Tasks to perform:
1) Decide whether each statement below agrees with the passage that follows: (a) under coverage B, "use of the motor vehicle" included loading and unloading; (b) Travelers argues that liability under the policy ended once Lanza received a signed receipt; (c) the Lumbermens policy was issued to Lanza. For each, answer yes or no and quote the words of the passage that decide it.
2) Print the part of the passage below starting at "Lumbermens' motor vehicle" and ending at "had not ceased.".

Lumbermens' motor vehicle policy, issued to Hopkins, insured under coverage B the liability arising out of "ownership, maintenance, or use of the motor vehicle." [Note 1] "Coverage B-- Bodily Injury Liability--Other than Statutory" was extended by Clause III of the insuring agreements to include the actual use (fn. 1) of the vehicle with the permission of the owner. Under the declarations attached to the policy, under coverage B "use of the motor vehicle" included "loading and unloading." The dispute concerns the interpretation
and application of the words "use" and "loading and unloading" in the Lumbermens policy. Lumbermens claims that, when Lanza received a signed receipt for the merchandise and payment of his charges, the goods had come to rest and liability under its policy ceased. Travelers takes the position that the unloading had not ceased.

Supplied records:
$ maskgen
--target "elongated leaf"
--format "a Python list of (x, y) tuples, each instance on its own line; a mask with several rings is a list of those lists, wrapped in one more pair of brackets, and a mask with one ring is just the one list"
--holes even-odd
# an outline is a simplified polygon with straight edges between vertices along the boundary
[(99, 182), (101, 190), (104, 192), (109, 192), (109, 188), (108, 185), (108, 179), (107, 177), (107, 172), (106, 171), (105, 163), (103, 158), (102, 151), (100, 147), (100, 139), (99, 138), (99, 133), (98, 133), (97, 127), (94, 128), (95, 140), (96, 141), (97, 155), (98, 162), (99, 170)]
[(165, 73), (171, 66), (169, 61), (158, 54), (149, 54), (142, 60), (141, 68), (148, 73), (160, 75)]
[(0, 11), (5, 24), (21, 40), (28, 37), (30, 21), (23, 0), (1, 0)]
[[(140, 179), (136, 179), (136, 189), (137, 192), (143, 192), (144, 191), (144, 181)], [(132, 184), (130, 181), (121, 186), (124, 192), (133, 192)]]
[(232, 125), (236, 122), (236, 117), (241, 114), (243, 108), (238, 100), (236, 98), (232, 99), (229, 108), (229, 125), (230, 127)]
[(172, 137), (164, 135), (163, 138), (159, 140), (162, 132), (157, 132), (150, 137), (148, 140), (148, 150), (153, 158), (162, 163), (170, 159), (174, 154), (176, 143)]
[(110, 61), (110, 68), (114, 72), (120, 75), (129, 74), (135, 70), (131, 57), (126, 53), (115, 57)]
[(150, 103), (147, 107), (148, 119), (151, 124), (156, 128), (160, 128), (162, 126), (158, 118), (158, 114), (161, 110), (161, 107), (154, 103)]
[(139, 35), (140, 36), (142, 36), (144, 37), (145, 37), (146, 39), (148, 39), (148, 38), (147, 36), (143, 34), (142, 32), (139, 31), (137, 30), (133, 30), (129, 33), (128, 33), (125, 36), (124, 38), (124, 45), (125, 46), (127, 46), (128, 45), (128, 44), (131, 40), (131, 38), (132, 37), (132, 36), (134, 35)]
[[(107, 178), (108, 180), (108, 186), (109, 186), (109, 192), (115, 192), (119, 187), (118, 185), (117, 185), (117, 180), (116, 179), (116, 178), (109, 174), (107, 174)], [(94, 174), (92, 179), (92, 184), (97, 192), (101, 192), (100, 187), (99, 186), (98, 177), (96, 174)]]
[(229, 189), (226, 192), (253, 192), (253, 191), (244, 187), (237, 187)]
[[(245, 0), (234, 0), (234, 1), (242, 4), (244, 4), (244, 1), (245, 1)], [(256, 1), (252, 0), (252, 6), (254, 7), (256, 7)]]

Answers to the exercises:
1)
(a) Yes: "Under the declarations attached to the policy, under coverage B "use of the motor vehicle" included "loading and unloading.""
(b) No: "Lumbermens claims that, when Lanza received a signed receipt for the merchandise and payment of his charges, the goods had come to rest and liability under its policy ceased. Travelers takes the position that the unloading had not ceased."
(c) No: "Lumbermens' motor vehicle policy, issued to Hopkins"

2)
Lumbermens' motor vehicle policy, issued to Hopkins, insured under coverage B the liability arising out of "ownership, maintenance, or use of the motor vehicle." [Note 1] "Coverage B-- Bodily Injury Liability--Other than Statutory" was extended by Clause III of the insuring agreements to include the actual use (fn. 1) of the vehicle with the permission of the owner. Under the declarations attached to the policy, under coverage B "use of the motor vehicle" included "loading and unloading." The dispute concerns the interpretation
and application of the words "use" and "loading and unloading" in the Lumbermens policy. Lumbermens claims that, when Lanza received a signed receipt for the merchandise and payment of his charges, the goods had come to rest and liability under its policy ceased. Travelers takes the position that the unloading had not ceased.